▶ _Problem requirements_:
All entries need to be written out again exactly, without their pictures.

──────

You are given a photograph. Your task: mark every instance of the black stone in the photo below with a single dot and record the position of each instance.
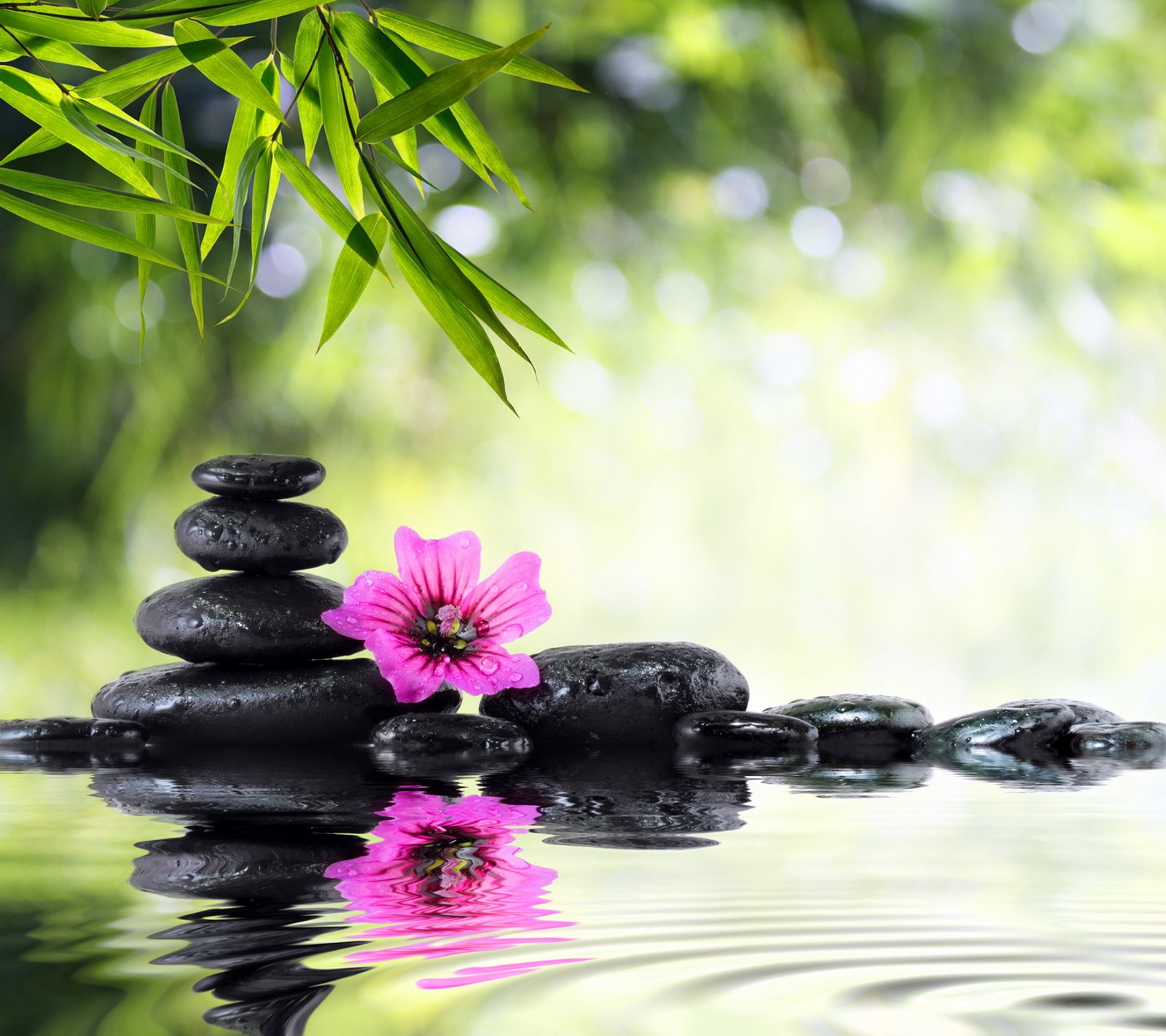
(260, 536)
(1082, 711)
(258, 865)
(420, 734)
(631, 800)
(258, 476)
(237, 619)
(1117, 740)
(71, 733)
(728, 731)
(615, 695)
(1036, 769)
(1012, 729)
(324, 704)
(866, 717)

──────

▶ _Your solution_:
You are given a photograph. Your task: mark every instance of the black stone in the photo below with a single dot and record the position of each instance.
(260, 536)
(1082, 711)
(258, 865)
(420, 734)
(631, 800)
(258, 476)
(237, 619)
(1117, 740)
(71, 733)
(728, 731)
(615, 695)
(1036, 769)
(1012, 729)
(324, 704)
(866, 717)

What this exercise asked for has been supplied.